---- DATA EXTRACT

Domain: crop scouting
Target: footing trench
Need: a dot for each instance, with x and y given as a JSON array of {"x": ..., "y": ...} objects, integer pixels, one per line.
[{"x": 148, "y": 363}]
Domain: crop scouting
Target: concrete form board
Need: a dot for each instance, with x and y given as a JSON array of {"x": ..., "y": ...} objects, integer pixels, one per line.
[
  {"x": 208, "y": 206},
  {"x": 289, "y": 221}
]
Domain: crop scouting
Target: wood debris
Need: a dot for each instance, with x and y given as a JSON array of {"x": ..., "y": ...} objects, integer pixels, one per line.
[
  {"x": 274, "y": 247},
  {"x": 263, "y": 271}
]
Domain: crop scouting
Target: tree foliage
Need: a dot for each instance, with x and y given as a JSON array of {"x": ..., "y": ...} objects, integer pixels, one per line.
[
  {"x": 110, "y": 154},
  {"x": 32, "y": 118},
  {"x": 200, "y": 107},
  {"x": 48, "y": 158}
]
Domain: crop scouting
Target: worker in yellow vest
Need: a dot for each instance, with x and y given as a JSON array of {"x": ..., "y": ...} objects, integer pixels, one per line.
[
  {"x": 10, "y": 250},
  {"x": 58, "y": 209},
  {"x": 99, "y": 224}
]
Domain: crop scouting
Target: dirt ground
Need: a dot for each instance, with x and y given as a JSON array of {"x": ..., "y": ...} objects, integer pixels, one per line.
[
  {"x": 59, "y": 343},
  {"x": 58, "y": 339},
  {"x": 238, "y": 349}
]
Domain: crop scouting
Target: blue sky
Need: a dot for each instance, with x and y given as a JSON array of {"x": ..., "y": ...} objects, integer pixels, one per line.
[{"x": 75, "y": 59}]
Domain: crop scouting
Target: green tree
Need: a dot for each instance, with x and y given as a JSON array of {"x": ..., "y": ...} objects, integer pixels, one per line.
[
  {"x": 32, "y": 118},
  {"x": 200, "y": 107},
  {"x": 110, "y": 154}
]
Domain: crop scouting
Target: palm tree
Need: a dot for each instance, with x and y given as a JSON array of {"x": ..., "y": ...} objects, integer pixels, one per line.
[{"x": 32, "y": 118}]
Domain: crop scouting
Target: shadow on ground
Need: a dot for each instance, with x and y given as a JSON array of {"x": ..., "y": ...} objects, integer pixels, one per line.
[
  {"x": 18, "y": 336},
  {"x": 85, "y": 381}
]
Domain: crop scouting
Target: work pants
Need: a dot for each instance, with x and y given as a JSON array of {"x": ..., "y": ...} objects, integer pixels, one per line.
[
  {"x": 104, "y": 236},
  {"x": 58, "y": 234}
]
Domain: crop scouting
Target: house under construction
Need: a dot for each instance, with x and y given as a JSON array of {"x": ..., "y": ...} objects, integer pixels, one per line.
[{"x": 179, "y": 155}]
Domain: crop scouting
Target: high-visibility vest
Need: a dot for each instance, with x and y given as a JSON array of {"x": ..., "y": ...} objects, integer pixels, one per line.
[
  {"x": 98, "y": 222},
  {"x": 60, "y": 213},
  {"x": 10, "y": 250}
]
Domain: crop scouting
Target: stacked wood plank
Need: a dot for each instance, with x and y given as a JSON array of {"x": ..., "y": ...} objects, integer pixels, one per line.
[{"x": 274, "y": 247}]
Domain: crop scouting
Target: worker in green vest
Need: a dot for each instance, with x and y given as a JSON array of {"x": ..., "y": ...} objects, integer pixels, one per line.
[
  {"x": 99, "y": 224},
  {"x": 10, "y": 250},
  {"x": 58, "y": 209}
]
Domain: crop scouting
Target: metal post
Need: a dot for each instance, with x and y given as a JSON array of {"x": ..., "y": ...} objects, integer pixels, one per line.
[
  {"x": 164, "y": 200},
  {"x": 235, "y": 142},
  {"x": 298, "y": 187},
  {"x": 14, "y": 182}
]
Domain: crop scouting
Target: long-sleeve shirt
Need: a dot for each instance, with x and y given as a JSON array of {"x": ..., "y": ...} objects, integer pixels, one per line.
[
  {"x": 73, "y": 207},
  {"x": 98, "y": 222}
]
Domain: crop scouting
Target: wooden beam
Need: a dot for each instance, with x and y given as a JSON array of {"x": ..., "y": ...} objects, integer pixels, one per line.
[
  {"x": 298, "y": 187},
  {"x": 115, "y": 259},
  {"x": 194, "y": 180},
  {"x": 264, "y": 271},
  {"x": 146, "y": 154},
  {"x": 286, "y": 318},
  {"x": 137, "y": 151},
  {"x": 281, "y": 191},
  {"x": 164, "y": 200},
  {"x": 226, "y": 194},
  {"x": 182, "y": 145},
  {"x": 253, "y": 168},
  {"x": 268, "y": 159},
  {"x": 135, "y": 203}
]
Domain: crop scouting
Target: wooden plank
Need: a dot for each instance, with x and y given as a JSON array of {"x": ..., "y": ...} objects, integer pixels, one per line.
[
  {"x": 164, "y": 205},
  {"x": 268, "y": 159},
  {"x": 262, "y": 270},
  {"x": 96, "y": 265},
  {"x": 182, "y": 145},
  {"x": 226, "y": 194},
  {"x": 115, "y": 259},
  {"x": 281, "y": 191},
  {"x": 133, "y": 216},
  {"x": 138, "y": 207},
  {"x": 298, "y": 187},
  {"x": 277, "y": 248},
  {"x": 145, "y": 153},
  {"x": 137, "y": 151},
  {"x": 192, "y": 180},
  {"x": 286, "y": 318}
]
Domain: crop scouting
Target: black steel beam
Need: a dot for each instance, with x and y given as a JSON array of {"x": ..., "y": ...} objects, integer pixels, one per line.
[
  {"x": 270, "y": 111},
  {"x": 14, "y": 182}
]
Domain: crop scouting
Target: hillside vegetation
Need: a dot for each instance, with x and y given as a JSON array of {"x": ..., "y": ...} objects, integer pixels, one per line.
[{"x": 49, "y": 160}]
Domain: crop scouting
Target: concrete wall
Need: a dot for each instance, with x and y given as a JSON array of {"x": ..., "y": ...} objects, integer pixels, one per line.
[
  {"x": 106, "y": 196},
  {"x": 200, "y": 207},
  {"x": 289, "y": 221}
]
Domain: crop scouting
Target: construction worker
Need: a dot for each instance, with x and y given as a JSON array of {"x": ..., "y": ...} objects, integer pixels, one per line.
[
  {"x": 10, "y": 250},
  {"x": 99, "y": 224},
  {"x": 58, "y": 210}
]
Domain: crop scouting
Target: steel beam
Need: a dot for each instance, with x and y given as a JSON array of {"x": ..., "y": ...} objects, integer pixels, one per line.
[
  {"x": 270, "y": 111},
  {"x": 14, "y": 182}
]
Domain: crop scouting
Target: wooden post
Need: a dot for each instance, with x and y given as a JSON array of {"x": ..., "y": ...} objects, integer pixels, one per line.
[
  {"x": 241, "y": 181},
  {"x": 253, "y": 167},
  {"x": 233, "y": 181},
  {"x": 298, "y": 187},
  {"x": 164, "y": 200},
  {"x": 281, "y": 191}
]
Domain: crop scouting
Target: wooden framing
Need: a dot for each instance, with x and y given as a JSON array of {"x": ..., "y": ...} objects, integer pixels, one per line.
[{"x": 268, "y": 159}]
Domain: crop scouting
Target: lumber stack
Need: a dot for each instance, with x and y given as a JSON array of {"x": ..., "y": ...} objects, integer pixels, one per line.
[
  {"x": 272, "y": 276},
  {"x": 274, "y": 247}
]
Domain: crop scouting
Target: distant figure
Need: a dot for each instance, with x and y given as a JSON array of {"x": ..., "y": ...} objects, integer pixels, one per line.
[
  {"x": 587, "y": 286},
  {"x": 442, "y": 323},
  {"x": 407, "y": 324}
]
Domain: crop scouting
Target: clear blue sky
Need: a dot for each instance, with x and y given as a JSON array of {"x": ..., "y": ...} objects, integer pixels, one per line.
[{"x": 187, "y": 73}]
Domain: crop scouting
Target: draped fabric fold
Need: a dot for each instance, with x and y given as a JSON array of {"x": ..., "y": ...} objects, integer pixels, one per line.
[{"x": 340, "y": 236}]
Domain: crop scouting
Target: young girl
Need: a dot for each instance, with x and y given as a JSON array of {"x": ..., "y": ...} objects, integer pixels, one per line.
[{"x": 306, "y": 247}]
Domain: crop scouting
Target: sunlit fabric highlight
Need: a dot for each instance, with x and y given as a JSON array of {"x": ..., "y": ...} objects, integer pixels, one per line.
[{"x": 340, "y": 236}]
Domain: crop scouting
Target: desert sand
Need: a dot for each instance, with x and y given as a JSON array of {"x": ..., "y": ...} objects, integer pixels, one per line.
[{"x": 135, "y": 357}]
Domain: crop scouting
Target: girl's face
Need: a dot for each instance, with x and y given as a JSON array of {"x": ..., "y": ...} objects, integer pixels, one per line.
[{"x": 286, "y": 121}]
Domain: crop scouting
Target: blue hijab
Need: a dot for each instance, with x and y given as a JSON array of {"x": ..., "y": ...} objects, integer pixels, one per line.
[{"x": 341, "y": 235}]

--------

• _STATED GOAL_
State how many lines of the records above contain the word "wooden". Give only the number.

• _RESULT OF THE TASK_
4